Answer these questions about the forum post on corSymm() below:
1. Which optimizer does the writer say gets the model to converge?
2. What has the writer not attempted to check?
3. According to the post, how does the corSymm() model compare with the AR1 model in the anova() result?

** start of Extract to read **

[R-sig-ME] Does corSymm() require balanced data?

Mon Mar 15 18:37:18 CET 2021

Dear Joe,

At the risk of revealing something that could be misused (because I agree with Thierry that you are pushing things by trying to fit this model with these data), you can get the model to converge by switching to a different optimizer (i.e., BFGS):

fit <- lme(opp ~ time * ccog, random = ~ 1 | id, correlation = corSymm(form = ~ 1 | id), data = dat, control = list(opt = "optim"))

Whether this converges to the global maximum I have not attempted to check.

Maybe this is still useful to know because it might allow you to make a more informed decision about the use of a simpler model. For example:

fit2 <- lme(opp ~ time*ccog, random = ~ 1 | id, correlation = corAR1(form = ~ time), data = dat, control=list(opt="optim"))
anova(fit, fit2)

shows that the corSymm() model does not fit significantly better than the AR1 model.

** end of Extract to read **
** start of Provided material **

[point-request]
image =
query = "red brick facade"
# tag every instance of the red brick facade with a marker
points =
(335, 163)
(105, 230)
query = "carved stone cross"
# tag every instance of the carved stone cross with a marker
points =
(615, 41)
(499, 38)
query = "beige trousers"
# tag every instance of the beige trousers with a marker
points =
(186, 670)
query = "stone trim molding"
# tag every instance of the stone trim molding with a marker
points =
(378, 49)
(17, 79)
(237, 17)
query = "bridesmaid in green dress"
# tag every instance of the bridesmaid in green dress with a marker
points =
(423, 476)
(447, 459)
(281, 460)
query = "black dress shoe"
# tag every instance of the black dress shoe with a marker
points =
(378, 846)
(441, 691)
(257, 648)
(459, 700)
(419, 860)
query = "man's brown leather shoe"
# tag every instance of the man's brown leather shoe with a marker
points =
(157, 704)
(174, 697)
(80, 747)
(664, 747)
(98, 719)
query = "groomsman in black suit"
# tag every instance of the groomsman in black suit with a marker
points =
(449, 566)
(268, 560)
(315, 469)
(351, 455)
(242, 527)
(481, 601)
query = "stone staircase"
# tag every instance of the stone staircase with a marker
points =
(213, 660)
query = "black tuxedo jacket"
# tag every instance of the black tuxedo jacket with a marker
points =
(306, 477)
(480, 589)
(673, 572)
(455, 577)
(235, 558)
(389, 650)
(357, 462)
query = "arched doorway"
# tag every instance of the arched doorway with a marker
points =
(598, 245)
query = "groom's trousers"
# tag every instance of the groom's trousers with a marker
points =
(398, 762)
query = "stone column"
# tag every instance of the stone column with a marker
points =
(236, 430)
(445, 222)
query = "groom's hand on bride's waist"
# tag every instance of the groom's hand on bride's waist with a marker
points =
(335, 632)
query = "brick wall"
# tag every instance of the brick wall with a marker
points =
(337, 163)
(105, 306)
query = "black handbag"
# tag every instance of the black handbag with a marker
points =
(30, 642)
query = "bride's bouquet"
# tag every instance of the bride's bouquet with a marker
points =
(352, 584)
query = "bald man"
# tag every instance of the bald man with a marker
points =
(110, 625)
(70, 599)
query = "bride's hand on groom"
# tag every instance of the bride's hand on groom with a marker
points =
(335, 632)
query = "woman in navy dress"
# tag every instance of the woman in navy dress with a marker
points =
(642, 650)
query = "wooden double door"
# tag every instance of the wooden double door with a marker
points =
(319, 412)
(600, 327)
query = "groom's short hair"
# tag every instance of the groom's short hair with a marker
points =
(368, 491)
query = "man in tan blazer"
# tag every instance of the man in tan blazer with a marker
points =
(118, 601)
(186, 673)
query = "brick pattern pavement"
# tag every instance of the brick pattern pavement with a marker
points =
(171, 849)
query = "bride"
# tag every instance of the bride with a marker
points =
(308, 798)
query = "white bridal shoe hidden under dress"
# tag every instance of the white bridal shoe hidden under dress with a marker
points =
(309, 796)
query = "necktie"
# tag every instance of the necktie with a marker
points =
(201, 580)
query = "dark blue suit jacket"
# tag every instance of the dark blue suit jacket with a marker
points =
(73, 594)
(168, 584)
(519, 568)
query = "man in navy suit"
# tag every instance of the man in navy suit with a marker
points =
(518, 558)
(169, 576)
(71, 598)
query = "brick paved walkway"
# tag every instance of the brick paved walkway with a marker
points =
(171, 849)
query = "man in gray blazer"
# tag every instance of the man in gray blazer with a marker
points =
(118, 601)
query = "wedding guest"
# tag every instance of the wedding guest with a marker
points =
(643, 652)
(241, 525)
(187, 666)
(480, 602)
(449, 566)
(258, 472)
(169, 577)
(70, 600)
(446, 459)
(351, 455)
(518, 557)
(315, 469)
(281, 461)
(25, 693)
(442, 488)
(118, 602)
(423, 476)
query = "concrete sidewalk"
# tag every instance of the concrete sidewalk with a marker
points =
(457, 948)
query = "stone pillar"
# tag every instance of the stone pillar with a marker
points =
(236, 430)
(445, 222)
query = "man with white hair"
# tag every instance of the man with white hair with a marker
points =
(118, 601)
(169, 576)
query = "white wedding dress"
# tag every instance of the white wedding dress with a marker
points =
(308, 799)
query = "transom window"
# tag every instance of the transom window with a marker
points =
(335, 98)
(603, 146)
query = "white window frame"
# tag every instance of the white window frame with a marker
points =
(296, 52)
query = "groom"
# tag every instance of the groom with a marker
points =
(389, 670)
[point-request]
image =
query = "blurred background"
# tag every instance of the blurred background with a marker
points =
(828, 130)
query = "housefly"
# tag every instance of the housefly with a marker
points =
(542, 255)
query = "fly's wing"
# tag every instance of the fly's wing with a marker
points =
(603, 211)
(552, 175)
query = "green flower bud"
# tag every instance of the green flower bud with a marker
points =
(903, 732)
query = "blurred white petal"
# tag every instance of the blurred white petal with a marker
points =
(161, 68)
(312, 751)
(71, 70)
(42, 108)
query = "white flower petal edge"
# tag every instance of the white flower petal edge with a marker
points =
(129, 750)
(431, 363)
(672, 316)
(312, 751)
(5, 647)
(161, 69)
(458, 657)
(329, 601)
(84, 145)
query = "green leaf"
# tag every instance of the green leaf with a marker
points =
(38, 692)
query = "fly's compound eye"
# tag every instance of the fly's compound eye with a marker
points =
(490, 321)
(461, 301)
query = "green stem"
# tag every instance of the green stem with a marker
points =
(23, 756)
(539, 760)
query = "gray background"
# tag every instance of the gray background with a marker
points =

** end of Provided material **

The answer
1. BFGS.
2. Whether the fit converges to the global maximum.
3. The corSymm() model does not fit significantly better than the AR1 model.